Extracted text —
*** Begin section ***
By Dalton Ross
November 25, 2018 at 10:04 PM EST
  • TV Show
  • AMC

SPOILER ALERT: Read on only if you have already watched Sunday’s “Evolution” midseason finale of The Walking Dead.

Talking zombies? What’s that all about? We finally got our answer on Sunday’s “Evolution” midseason finale of The Walking Dead when Daryl investigated one of the corpses and discovered these whispering, strategically-thinking walkers that were following them were actually humans wearing zombie skin masks on their faces.

First of all, gross. Secondly, what does it mean moving forward, especially with our heroes still trapped in that cemetery? We went to showrunner Angela Kang for answers on that and more — like, why kill Jesus?!? Jesus was the Whisperers first victim when he was caught off guard by their decidedly human tactics. We asked Kang why Jesus had to go and what that means for the story heading into the second half of season 9. She shares intel on what went down and what is to come. Read through both pages for the entire interview, and also make sure to check out our interview with the departing Tom Payne.

Gene Page/AMC

ENTERTAINMENT WEEKLY: Someone had to be the Whisperers first victim. That victim ended up being Jesus. Why him, because obviously that’s a much earlier demise for him here than in the comics?
ANGELA KANG: There ae a lot of factors that go into what characters are the one. I think in this case, Jesus is really somebody whose life has a great impact on the characters both leading up to this point, but also leading forward. These characters are split apart more than they ever have been. Jesus kind of stands for a particular philosophy of togetherness and unity. Hilltop, where he’s been filling in for Maggie, is dealing with challenges of leadership and who needs to step up there while the other communities have their own challenges.

So our characters, they’re survivors and they need to deal with a lot of things. It was really exciting to see Tom, as Jesus, get to do a huge fight sequence and go out with a hero’s death. That character is a heroic character who sacrificed himself for the others, and so it was definitely really gratifying to see how well that all came together in the end on screen.

How does it feel from your end being the executioner now and having to make these decisions?
Killing is actually not very fun on this show, but it is part of the narrative of what these people go through.. People die in the apocalypse, and yet the ripple effects of those characters carry on for a long time afterwards.

So I asked you this last week. I’m going ask you again now, since clearly Jesus and Aaron are not going to be a couple moving forward. That would be a little creepy. But where were they when this all goes down? Were they on their way, maybe, to being that since they became a couple in the comic, or was that just not really in play at all?
*** End section ***
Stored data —
*** Begin section ***
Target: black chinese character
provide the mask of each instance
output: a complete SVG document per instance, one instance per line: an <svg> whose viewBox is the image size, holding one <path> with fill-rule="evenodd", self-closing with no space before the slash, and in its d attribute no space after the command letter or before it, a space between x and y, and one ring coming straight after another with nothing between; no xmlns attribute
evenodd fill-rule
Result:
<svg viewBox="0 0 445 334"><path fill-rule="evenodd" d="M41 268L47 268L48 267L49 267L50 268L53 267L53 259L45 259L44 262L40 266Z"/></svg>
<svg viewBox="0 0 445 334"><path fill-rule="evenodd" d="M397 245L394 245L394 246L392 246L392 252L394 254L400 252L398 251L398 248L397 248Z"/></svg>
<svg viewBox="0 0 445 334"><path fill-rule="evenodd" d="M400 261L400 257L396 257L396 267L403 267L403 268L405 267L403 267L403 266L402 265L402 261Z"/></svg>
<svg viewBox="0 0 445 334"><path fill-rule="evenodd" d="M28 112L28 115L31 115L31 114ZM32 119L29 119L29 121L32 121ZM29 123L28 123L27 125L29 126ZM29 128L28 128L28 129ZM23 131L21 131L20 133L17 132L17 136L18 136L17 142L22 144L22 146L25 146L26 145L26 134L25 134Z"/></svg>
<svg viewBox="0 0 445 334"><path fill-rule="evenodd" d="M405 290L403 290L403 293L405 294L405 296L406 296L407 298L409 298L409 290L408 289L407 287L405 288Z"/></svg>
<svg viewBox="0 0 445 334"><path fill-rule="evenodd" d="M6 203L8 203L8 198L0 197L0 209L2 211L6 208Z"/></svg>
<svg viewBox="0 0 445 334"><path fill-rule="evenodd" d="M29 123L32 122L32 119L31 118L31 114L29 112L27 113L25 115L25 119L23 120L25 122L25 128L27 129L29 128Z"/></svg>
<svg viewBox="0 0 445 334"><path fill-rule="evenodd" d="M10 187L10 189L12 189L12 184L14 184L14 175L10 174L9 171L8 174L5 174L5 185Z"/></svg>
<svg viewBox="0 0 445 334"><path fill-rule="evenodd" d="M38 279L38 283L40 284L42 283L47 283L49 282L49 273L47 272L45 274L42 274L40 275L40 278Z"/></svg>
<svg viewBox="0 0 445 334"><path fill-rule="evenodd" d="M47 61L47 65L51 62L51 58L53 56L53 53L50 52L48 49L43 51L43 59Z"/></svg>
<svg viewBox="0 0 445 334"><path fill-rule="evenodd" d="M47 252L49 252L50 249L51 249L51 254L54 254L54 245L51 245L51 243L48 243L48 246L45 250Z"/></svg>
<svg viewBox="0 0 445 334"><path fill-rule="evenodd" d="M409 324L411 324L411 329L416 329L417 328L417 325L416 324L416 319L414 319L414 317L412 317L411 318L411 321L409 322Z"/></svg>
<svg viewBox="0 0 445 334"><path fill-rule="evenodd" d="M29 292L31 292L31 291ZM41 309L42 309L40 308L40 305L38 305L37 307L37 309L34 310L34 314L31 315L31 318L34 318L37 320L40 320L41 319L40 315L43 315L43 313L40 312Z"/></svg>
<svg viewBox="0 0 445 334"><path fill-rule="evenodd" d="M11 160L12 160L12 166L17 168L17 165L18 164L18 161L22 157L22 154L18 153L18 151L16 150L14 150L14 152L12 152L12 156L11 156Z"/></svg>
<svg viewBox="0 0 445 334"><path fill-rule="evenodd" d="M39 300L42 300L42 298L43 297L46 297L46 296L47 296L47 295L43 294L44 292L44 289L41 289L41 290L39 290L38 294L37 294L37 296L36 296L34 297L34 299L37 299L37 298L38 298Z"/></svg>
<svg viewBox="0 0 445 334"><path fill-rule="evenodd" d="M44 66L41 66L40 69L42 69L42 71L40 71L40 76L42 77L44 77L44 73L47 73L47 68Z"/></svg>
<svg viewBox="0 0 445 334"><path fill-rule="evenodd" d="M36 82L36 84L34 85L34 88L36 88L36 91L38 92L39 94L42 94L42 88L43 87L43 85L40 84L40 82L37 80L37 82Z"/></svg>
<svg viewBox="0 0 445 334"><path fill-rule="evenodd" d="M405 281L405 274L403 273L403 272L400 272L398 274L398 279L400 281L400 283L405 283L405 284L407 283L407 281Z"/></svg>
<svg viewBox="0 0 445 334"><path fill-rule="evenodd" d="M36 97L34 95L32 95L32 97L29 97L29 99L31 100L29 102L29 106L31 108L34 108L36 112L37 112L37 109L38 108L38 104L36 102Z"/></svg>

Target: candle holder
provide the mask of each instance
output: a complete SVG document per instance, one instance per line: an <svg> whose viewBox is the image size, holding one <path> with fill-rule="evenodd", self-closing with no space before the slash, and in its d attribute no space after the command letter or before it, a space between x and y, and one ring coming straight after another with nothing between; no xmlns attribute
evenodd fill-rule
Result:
*** End section ***
What is required — Copy the interview, beginning at the words "How does it" and stopping after "long time afterwards.", and swap "apocalypse" for "zombie outbreak". Rely on the interview alone.

Final answer —
How does it feel from your end being the executioner now and having to make these decisions?
Killing is actually not very fun on this show, but it is part of the narrative of what these people go through.. People die in the zombie outbreak, and yet the ripple effects of those characters carry on for a long time afterwards.